*Requirement A:* In the essay about missing the sea during lockdown, which seaside place could a day trip reach to still the writer's restlessness?
*Requirement B:* Continue the essay about missing the sea during lockdown from where it stops.

*Extracted text:*
[Start of section]

Even so, it has only been during this last year of lockdown, when my access to the sea has been cut off, that I've realised just how integral it is to my own wellbeing. It was the longest period of my life that I had gone without seeing the ocean, and knowing that I couldn’t get to it left a longing deep in my bones.
I guess it was a classic case of “don’t know what you’ve got till it’s gone”. The sea, to me, was always just a car journey or train ride away. I could visit my parents whenever I wanted and, even if we were busy, a day trip to Brighton could still my restlessness.
As the world slowly began to reopen and we started to take our first tentative steps back outside, I was talking to a friend about my impatience to get to the beach. As I talked, assuming that everyone must feel the same after months confined to their own towns, I saw a look of confusion pass over his face. “I think it must be a Scarborough thing,” he said.
If the pandemic has taught me anything, it’s that there’s no point running away from it when the sea is in your soul
And maybe it is. Maybe this restlessness and constant need to move, which can only be quelled by a stomp along the seashore, no matter the weather, is the result of years and years spent watching the tide’s gentle ebb and flow on summer days, and listening to the crash of its waves on its ferocious ones, knowing that achieving perspective is always a little easier when staring out across the sea’s unfathomable vastness.
If the pandemic has taught me anything, it’s that there’s no point running away from it when the sea is in your soul.
Here’s how to quench your own thirst for the seaside on a trip to Scarborough.

[End of section]

*Extracted material:*
[Start of section]

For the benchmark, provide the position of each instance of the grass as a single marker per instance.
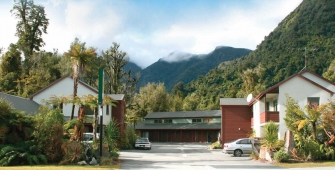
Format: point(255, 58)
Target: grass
point(306, 164)
point(61, 167)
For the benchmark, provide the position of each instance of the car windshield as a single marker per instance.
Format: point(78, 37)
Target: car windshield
point(142, 140)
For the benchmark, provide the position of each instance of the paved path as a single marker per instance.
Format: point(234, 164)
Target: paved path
point(182, 156)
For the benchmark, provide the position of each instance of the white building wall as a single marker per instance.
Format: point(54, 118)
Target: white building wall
point(299, 89)
point(65, 88)
point(256, 114)
point(320, 81)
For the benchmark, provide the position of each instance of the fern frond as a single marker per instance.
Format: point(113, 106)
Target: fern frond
point(43, 158)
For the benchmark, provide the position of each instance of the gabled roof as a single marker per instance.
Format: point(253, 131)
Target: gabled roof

[End of section]

*Answer section A:* Brighton.

*Answer section B:*
Take a walk
Join the 109-mile Cleveland Way in Scarborough and walk the picturesque coastal path to one of the nearby towns. Discover Ravenscar, ‘the town that never was’; explore the narrow cobbled streets of Robin Hood’s Bay; or get your history fix at Whitby Abbey.
For a fry-up with sea views, head to The Watermark Cafe on the North Bay for breakfast. The Green Room of Bar Street proudly serves a locally sourced menu, including fresh fish and Yorkshire cheeses. Plus every trip to Scarborough should include a knickerbocker glory eaten at the yellow topped counter of the Harbour Bar, which has been serving ice cream since 1945.
Scarborough’s first micro pub, The Stumble Inn, offers a large selection of craft beers and ales and has vowed never to have the same beer on twice. To take a taste of local beer home with you, visit Bellyrub Beer.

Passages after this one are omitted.